■ **Supplied records**:
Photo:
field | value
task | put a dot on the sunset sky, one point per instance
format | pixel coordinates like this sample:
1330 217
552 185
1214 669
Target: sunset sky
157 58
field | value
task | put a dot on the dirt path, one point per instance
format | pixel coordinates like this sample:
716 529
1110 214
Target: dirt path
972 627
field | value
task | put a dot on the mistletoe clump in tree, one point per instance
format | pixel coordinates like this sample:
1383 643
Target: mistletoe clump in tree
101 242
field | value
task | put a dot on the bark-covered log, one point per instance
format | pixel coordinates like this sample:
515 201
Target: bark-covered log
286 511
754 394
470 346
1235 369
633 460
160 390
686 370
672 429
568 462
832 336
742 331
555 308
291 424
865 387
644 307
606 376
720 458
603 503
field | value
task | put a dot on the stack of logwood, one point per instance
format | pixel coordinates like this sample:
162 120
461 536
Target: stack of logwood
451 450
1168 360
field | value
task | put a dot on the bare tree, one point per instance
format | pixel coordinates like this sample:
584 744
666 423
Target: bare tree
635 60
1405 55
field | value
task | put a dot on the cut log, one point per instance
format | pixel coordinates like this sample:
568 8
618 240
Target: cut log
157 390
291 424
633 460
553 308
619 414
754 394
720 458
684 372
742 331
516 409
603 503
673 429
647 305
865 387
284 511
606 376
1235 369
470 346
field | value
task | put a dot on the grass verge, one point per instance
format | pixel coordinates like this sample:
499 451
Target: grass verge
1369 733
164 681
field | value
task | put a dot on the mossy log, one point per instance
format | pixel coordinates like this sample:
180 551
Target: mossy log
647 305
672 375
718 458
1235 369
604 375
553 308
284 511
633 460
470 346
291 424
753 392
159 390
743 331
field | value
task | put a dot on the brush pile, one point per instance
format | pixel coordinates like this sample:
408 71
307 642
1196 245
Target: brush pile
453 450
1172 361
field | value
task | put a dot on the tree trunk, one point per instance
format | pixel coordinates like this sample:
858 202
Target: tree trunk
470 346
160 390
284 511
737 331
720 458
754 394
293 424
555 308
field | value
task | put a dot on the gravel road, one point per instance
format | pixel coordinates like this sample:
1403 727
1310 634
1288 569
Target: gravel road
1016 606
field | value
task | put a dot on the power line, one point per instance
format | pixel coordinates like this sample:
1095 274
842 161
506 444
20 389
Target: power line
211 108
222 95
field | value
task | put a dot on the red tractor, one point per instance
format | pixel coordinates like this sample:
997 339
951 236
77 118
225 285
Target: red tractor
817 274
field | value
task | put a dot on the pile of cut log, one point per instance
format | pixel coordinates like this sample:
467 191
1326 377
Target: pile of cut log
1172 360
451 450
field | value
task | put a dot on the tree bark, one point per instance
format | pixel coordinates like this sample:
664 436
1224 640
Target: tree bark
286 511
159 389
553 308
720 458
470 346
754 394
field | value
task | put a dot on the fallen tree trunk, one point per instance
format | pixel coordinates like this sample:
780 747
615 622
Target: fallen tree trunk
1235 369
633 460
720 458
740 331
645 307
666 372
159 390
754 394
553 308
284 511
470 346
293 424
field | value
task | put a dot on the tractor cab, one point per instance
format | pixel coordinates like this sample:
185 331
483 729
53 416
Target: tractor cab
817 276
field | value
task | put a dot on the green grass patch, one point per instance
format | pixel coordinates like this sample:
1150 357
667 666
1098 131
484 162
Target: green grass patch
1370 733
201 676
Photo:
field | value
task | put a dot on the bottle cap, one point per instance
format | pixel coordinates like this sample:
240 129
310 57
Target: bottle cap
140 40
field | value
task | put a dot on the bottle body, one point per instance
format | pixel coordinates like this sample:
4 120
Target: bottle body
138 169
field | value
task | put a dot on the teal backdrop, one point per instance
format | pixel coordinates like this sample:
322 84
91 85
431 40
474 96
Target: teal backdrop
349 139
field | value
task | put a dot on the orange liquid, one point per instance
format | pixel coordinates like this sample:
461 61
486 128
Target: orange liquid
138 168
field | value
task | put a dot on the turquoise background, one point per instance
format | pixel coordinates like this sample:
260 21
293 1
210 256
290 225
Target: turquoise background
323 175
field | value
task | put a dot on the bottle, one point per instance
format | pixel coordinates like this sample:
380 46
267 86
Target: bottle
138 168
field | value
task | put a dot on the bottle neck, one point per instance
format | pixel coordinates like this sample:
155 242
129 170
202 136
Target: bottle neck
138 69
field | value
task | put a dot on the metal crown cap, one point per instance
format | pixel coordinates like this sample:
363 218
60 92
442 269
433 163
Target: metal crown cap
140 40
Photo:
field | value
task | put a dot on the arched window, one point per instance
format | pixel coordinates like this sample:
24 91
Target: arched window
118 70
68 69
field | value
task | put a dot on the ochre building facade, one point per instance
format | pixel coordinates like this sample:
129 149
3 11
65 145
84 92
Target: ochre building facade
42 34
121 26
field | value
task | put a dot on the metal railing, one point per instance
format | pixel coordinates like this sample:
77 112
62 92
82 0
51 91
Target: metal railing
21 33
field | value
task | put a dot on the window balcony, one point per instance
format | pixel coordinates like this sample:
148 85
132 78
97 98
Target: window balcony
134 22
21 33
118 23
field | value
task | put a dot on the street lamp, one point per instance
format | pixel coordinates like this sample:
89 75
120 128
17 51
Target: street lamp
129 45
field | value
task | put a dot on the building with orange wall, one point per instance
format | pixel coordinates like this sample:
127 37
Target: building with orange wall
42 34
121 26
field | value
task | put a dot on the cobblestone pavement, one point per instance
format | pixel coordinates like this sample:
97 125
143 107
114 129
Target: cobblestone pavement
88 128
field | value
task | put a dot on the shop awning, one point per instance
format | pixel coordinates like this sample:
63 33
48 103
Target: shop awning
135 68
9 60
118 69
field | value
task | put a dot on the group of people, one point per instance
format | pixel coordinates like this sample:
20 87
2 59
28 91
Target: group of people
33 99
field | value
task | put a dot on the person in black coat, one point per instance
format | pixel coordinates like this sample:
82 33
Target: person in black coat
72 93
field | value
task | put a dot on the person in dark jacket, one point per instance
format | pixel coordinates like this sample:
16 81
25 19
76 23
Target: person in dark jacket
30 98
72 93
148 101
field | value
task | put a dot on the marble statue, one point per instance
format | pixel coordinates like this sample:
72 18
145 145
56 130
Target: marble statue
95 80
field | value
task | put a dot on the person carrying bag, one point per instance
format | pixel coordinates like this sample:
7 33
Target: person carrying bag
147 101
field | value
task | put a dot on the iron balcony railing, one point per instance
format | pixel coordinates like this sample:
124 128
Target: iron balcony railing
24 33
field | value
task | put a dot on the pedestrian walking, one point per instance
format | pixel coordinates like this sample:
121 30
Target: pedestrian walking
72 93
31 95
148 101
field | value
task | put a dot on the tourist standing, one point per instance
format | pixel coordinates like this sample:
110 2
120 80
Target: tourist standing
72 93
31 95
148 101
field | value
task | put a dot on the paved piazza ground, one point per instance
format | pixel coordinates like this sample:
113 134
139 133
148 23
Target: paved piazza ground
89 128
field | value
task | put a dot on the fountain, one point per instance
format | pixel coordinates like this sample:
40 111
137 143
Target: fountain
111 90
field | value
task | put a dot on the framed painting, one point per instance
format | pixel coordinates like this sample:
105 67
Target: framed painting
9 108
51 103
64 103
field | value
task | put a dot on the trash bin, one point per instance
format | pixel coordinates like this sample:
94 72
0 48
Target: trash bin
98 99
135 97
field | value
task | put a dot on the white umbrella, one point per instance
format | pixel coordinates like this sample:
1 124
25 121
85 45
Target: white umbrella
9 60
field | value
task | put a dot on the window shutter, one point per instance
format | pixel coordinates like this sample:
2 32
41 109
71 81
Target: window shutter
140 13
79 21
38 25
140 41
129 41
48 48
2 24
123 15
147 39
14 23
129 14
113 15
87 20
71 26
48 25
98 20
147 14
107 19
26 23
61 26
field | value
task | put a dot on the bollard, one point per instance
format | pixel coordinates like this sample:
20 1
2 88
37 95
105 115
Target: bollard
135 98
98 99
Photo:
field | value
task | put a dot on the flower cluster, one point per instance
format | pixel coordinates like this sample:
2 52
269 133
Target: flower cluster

■ **What you should do**:
Find each line in the listing above that contains the word "walking", and copy those lines.

■ **Correct output**:
task | put a dot on the pedestrian walking, one point per instance
Target: pedestrian walking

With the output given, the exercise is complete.